* PROBLEMS AND TASKS
1. Please retype the part of the forum post about PC cooling between "# Need recommendations" and "to 3.7 GHz)", inclusive.
2. In the forum post about PC cooling, which fan controller does the poster plan to add?
3. Carry on writing the forum post about PC cooling from the point where it stops.

* EXCERPTED TEXT

- - -

# Need recommendations for Cabinet Fans and CPU Cooler



## Recca29 (Apr 1, 2014)

Hi Guys

I need some recommendations for adding more cooling to my PC.

*Current System Config:
Cabinet*: Antec X1
*Motherboard*: ASRock 990FX Extreme 4
*Processor*: AMD Phenom II 960T (over clocked to 3.7 GHz)
*RAM*: 16 GB Corsair 1600MHz
*HDD*: 1 TB Seagate + 2 500 GB Seagate
*PSU*: Corsair CX600
*GPU*: Gigabyte AMD GV-R777OC-1GD
*CPU* *Cooler*: Deepcool GAMMA ARCHER

I replaced the Stock CPU Cooler a while back with Deepcool GAMMA ARCHER. It’s silent but very bad in keeping the processor cool, so I added a Cabinet Fan on the side panel, which helps keeps the temps below 75C.

Now I am thinking of replacing my CPU Cooler, removing the side and front cabinet fans (both LED); and adding 2 Silent fans (No LED) in the Front. will also add a fan controller Deepcool Rockmaster V3.0 later this month.

- - -

* RECORDS
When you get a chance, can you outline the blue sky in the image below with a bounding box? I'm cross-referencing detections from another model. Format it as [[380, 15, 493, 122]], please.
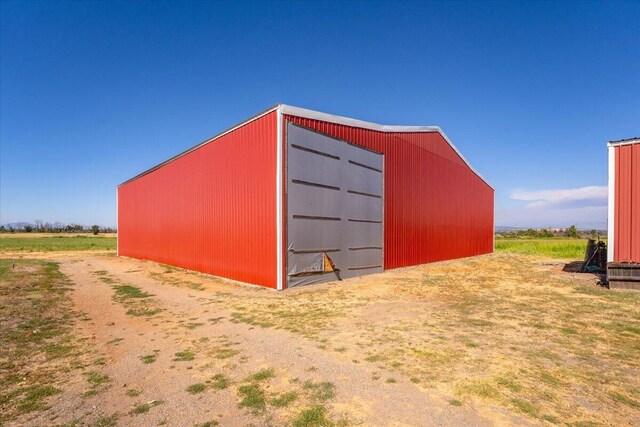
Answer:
[[0, 1, 640, 231]]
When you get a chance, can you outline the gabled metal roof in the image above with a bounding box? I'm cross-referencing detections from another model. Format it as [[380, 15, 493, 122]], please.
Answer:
[[118, 104, 490, 189], [607, 137, 640, 147]]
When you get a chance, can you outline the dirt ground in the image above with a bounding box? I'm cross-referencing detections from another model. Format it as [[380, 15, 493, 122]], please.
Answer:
[[3, 253, 640, 426]]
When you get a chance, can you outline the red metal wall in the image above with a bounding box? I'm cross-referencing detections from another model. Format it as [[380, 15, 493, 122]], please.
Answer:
[[283, 115, 494, 269], [613, 144, 640, 262], [118, 111, 277, 288]]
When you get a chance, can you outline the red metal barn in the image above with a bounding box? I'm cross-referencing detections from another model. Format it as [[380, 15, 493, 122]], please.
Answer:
[[118, 105, 494, 289], [607, 138, 640, 289]]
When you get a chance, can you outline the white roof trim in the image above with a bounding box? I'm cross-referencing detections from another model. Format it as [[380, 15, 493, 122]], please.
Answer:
[[279, 104, 494, 190], [607, 138, 640, 147]]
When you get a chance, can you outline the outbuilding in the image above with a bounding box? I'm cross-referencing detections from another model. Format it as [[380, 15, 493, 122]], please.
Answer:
[[607, 138, 640, 290], [117, 105, 494, 290]]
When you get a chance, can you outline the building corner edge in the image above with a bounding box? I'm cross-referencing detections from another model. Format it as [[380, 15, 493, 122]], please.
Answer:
[[276, 104, 284, 291], [607, 145, 616, 262]]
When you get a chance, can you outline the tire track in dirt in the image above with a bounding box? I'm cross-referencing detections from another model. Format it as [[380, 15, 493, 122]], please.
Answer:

- - -

* ANSWERS BELOW
1.
# Need recommendations for Cabinet Fans and CPU Cooler



## Recca29 (Apr 1, 2014)

Hi Guys

I need some recommendations for adding more cooling to my PC.

*Current System Config:
Cabinet*: Antec X1
*Motherboard*: ASRock 990FX Extreme 4
*Processor*: AMD Phenom II 960T (over clocked to 3.7 GHz)

2. A Deepcool Rockmaster V3.0.

3.
I am thinking of buying from the below list

*CPU Coolers: *
Deepcool Gammaxx 300 Cooler
Cooler Master Hyper TX3 EVO Cooler
Deepcool Gammaxx S40 Cooler
Deepcool ICEEDGE 400XT

*Cabinet Fans:*
Corsair Sp120 Cooler
Deepcool UF140 Cooler

Feel free to suggest any other model as well.

Thanks.


----------



## micropage7 (Apr 1, 2014)

http://www.frostytech.com/articleview.cfm?articleid=2621&page=5
Cooler Master Hyper TX3 EVO Cooler looks pretty good

for case fan corsair is good but deepcool could flow more airflow to your case (
71.8CFM)


----------



## thebluebumblebee (Apr 1, 2014)

No wonder you're having problems.  That cooler is only rated for 95 watts, and you've OC'd your CPU which comes in either a 95 watt or 125 watt version, IIRC.  A TX3 would not be up to the task.  You need a Cooler Master 212+ or better.  With that case, you may want to consider an AIO water cooler so you can get the heat out of the case as quickly as possible. (install with the fan(s) forcing the air out)
Corsair SP120 is designed for radiators, not cases.  Their AF series would be better.
http://www.madshrimps.be/articles/article/892/#axzz2xeRE7XDV is a good review of fans.
Similar thread: http://www.techpowerup.com/forums/threads/need-help-choosing-a-cpu-cooler.197123/#post-3054579
You're limited to 150MM CPU cooler height.  That sucks.
I'm not the "go buy an AIO" cooler guy, but I do think that it would be the best choice for you.


----------



## Devon68 (Apr 2, 2014)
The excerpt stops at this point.